Work instructions: Would you retype each record exactly as given?

Records shown:
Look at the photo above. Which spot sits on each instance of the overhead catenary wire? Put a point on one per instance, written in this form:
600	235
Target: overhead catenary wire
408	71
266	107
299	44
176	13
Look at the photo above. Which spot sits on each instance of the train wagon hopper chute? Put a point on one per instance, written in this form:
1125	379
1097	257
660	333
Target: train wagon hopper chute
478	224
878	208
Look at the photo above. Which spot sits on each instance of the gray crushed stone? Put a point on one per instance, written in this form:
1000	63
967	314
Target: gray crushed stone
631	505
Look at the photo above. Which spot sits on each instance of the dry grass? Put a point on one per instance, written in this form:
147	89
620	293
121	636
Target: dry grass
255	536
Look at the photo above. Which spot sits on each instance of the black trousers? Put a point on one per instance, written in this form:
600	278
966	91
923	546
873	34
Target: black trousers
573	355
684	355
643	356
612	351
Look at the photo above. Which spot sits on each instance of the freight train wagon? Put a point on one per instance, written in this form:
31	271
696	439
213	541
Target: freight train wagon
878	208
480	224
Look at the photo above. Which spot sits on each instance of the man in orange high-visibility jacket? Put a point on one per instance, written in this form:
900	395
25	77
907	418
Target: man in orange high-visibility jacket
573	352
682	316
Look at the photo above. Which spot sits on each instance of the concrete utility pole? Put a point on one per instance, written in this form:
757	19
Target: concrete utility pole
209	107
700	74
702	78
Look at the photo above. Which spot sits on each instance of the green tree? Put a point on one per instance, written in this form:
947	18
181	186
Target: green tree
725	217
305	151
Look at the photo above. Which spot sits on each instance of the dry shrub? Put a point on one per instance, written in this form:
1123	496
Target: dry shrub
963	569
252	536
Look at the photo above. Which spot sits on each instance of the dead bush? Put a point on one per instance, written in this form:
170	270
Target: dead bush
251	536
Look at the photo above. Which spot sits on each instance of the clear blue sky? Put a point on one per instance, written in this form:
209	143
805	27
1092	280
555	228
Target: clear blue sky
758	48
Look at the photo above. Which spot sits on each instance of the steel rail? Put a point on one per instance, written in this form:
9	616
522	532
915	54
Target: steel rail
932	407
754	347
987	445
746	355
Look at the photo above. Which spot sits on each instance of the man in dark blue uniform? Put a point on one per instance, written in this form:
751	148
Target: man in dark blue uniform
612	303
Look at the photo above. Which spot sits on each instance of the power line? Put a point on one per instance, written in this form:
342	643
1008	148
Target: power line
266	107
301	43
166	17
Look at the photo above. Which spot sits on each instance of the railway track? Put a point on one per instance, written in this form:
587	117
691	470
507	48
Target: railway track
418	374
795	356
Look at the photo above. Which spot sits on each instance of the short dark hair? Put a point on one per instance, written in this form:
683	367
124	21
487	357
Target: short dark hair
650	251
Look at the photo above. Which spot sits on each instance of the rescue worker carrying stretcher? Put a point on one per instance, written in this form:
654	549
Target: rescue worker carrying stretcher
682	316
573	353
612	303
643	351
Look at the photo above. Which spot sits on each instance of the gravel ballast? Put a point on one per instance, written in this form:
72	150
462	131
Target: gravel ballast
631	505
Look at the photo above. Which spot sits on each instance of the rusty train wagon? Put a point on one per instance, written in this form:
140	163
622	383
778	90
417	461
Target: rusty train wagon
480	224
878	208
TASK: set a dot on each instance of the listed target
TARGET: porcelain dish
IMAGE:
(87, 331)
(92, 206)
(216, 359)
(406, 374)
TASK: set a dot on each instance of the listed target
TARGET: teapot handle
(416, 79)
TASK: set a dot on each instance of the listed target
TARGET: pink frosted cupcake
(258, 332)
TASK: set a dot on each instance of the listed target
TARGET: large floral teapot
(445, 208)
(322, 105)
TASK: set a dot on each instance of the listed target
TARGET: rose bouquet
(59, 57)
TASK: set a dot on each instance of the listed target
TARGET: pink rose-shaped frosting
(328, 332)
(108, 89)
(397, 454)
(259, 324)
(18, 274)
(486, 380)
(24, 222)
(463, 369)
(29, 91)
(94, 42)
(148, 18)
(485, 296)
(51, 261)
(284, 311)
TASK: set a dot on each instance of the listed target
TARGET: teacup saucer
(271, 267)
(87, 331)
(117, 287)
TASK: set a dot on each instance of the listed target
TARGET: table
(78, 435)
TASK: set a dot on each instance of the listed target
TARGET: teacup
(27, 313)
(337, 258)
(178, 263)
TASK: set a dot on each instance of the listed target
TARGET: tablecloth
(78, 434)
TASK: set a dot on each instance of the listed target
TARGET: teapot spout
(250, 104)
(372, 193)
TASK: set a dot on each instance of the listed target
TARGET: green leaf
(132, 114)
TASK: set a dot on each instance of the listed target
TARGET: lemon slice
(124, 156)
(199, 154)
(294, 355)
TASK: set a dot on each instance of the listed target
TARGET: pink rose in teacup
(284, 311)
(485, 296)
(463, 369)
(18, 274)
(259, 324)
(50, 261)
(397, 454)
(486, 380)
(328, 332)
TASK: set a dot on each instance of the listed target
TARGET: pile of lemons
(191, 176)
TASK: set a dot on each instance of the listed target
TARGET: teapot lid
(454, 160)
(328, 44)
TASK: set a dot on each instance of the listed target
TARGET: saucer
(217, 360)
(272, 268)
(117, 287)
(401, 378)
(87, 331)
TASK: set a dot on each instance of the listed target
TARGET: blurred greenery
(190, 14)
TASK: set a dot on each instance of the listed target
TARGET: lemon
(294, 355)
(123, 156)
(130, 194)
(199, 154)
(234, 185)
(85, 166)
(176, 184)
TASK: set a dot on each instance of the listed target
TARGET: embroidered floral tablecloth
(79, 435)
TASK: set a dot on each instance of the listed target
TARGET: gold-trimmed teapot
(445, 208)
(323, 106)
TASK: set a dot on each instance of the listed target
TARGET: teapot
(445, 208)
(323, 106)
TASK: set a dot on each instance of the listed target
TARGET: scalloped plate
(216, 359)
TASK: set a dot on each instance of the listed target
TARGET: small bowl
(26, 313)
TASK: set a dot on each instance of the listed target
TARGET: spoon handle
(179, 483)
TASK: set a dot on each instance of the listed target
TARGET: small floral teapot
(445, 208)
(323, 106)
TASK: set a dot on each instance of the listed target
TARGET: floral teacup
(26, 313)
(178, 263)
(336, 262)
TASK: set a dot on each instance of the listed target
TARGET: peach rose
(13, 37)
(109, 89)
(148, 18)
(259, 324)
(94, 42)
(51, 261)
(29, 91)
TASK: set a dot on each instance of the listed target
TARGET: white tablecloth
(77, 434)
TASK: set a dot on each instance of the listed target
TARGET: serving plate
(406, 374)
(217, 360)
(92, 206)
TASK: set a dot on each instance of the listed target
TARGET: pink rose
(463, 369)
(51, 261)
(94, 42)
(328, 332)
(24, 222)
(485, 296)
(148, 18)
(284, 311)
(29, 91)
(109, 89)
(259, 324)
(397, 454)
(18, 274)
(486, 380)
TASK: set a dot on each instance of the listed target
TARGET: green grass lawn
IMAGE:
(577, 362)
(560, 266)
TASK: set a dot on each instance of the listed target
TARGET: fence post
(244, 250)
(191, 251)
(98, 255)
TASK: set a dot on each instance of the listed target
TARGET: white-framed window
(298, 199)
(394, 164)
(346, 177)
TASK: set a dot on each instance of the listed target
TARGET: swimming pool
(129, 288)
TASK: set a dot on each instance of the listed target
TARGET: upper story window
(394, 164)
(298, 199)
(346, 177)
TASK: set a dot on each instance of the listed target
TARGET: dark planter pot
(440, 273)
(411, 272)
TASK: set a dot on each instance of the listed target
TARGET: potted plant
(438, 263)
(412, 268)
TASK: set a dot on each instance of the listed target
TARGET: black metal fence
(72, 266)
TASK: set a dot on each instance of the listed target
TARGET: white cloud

Solved exercise:
Look at the photo above. Which spot sits on each instance of the overhead catenary wire? Put a point on one per instance, written in this form:
600	235
Target: overhead catenary wire
408	71
266	107
299	44
176	13
Look at the photo above. Which spot sits on each instance of the train wagon hopper chute? Put a point on one per instance, written in this form:
1125	379
1097	257
660	333
Target: train wagon hopper chute
478	224
878	208
Look at the photo above. Which spot sits on each instance of the gray crushed stone? Put a point on one per instance, written in this form:
1000	63
967	314
Target: gray crushed stone
631	505
Look at the photo above. Which spot sits on each instance of the dry grass? Put a point on one per instance, written in this form:
147	89
620	293
121	636
Target: dry grass
255	536
Look at the photo above. Which spot sits on each instance of the black trousers? Put a point on one per instance, written in this form:
600	278
966	91
923	546
873	34
Target: black trousers
573	355
684	355
643	356
612	351
Look at the photo above. Which spot sits on each instance of the freight train wagon? Put a point on one per instance, written in this form:
31	271
696	439
213	541
Target: freight train wagon
878	208
480	224
Look at the photo above. Which spot sits on each instance of the man in orange high-visibility jacket? Put a point on one per instance, written in this form:
900	395
25	77
907	418
Target: man in orange high-visibility jacket
573	352
682	316
Look at the photo above. Which spot sits on each instance of the concrete utility pole? Put a point on one per instance, written in this form:
757	19
Target: concrete utility pole
209	107
700	74
702	78
Look at the photo above. Which spot sits on each instance of the green tree? Put a point on one per instance, written in this form:
947	18
181	186
Target: green tree
725	217
305	151
Look at the photo above. Which spot sits on each instance of the dry shrub? Put a point on one per instance, written in this form:
1123	496
Target: dry shrub
963	569
252	536
Look at the photo above. Which spot sits on each instance of the dead bush? Put a point on one per instance, written in this form:
170	270
Target: dead bush
251	536
Look at the photo above. Which spot sits on each instance of the clear blue sky? Put a point on one per instance, written in this form:
209	143
805	27
1092	280
555	228
Target: clear blue sky
758	48
Look at the photo above. Which spot sits on each instance of the steel rail? Put a point on one per instance, written in this form:
9	616
522	532
915	54
Target: steel rail
932	407
754	347
987	445
746	355
Look at the photo above. Which spot sits on each instance of the man in dark blue uniform? Put a point on one per instance, written in this form:
751	148
Target: man in dark blue uniform
612	303
Look at the photo above. Which spot sits on each instance of the power line? Put a point on one per instance, written in this form:
342	643
1008	148
Target: power line
266	107
301	43
166	17
Look at the photo above. Which spot sits on each instance of the railway track? Put a point on one per instance, written in this form:
587	117
691	470
507	48
Target: railway track
418	374
795	356
Look at the photo above. Which spot sits on each instance of the short dark hair? Put a point on one per instance, written in this form:
683	367
124	21
487	357
Target: short dark hair
650	251
Look at the photo above. Which spot sits on each instance of the rescue worker carrying stretcher? Put a point on one per instance, written in this form:
654	549
Target: rescue worker carrying stretcher
682	316
573	353
612	303
643	351
Look at the photo above. Which spot sits on each instance of the gravel ballast? Put a point on one per instance, written in this form:
72	150
462	131
Target: gravel ballast
631	505
Look at the photo above. Which spot sits on each instance of the rusty train wagon? Put a point on one per instance, written in this form:
140	163
622	383
778	90
417	461
Target: rusty train wagon
480	224
878	208
TASK: set a dot on each instance of the listed target
TARGET: porcelain dish
IMAGE:
(87, 331)
(92, 206)
(216, 359)
(406, 374)
TASK: set a dot on each instance of the listed target
TARGET: teapot handle
(416, 79)
TASK: set a dot on each instance of the listed target
TARGET: pink frosted cupcake
(258, 332)
TASK: set a dot on each instance of the listed target
TARGET: large floral teapot
(445, 208)
(322, 105)
TASK: set a dot on each instance of the listed target
TARGET: rose bouquet
(59, 57)
TASK: set a dot on each instance of the listed target
TARGET: pink rose-shaped frosting
(328, 332)
(108, 89)
(397, 454)
(259, 324)
(18, 274)
(486, 380)
(24, 222)
(463, 369)
(29, 91)
(94, 42)
(148, 18)
(485, 296)
(51, 261)
(284, 311)
TASK: set a dot on each instance of the listed target
TARGET: teacup saucer
(271, 267)
(87, 331)
(117, 287)
TASK: set a dot on each instance of the listed target
TARGET: table
(78, 435)
TASK: set a dot on each instance of the listed target
TARGET: teacup
(27, 313)
(337, 258)
(178, 263)
TASK: set a dot on each instance of the listed target
TARGET: tablecloth
(78, 434)
TASK: set a dot on each instance of the listed target
TARGET: teapot spout
(250, 104)
(372, 193)
TASK: set a dot on each instance of the listed target
TARGET: green leaf
(132, 114)
TASK: set a dot on each instance of the listed target
TARGET: lemon slice
(124, 156)
(199, 154)
(294, 355)
TASK: set a dot on each instance of the listed target
TARGET: pink rose in teacup
(284, 311)
(485, 296)
(463, 369)
(18, 274)
(259, 324)
(50, 261)
(397, 454)
(486, 380)
(328, 332)
TASK: set a dot on each instance of the listed target
TARGET: pile of lemons
(191, 176)
TASK: set a dot on each instance of the listed target
TARGET: teapot lid
(454, 160)
(328, 44)
TASK: set a dot on each instance of the listed target
TARGET: saucer
(217, 360)
(272, 268)
(117, 287)
(401, 378)
(87, 331)
TASK: set a dot on each instance of the listed target
TARGET: blurred greenery
(190, 14)
TASK: set a dot on each instance of the listed target
TARGET: lemon
(294, 355)
(123, 156)
(130, 194)
(199, 154)
(234, 185)
(85, 166)
(176, 184)
TASK: set a dot on each instance of the listed target
TARGET: embroidered floral tablecloth
(79, 435)
TASK: set a dot on each instance of the listed target
TARGET: gold-trimmed teapot
(445, 208)
(323, 106)
TASK: set a dot on each instance of the listed target
TARGET: teapot
(445, 208)
(323, 106)
TASK: set a dot on each instance of the listed target
TARGET: scalloped plate
(216, 359)
TASK: set a dot on each instance of the listed target
TARGET: small bowl
(26, 313)
TASK: set a dot on each instance of the listed target
TARGET: spoon handle
(179, 483)
TASK: set a dot on each instance of the listed target
TARGET: small floral teapot
(445, 208)
(323, 106)
TASK: set a dot on each instance of the listed target
TARGET: floral teacup
(26, 313)
(178, 263)
(336, 262)
TASK: set a dot on each instance of the listed target
TARGET: peach rose
(13, 37)
(109, 89)
(148, 18)
(259, 324)
(94, 42)
(51, 261)
(29, 91)
TASK: set a dot on each instance of the listed target
TARGET: white tablecloth
(77, 434)
TASK: set a dot on each instance of the listed target
TARGET: serving plate
(406, 374)
(217, 360)
(92, 206)
TASK: set a dot on each instance of the listed target
TARGET: pink rose
(463, 369)
(51, 261)
(94, 42)
(328, 332)
(24, 222)
(485, 296)
(148, 18)
(284, 311)
(29, 91)
(109, 89)
(259, 324)
(397, 454)
(18, 274)
(486, 380)
TASK: set a dot on each instance of the listed target
TARGET: green grass lawn
IMAGE:
(577, 362)
(560, 266)
TASK: set a dot on each instance of the listed target
TARGET: fence post
(244, 250)
(191, 251)
(98, 255)
TASK: set a dot on each instance of the listed target
TARGET: white-framed window
(298, 199)
(394, 164)
(346, 177)
TASK: set a dot on each instance of the listed target
TARGET: swimming pool
(129, 288)
TASK: set a dot on each instance of the listed target
TARGET: upper story window
(394, 164)
(298, 199)
(346, 177)
TASK: set a dot on each instance of the listed target
TARGET: dark planter pot
(440, 273)
(411, 272)
TASK: set a dot on each instance of the listed target
TARGET: potted plant
(438, 263)
(412, 268)
TASK: set a dot on each instance of the listed target
TARGET: black metal fence
(72, 266)
TASK: set a dot on each instance of the listed target
TARGET: white cloud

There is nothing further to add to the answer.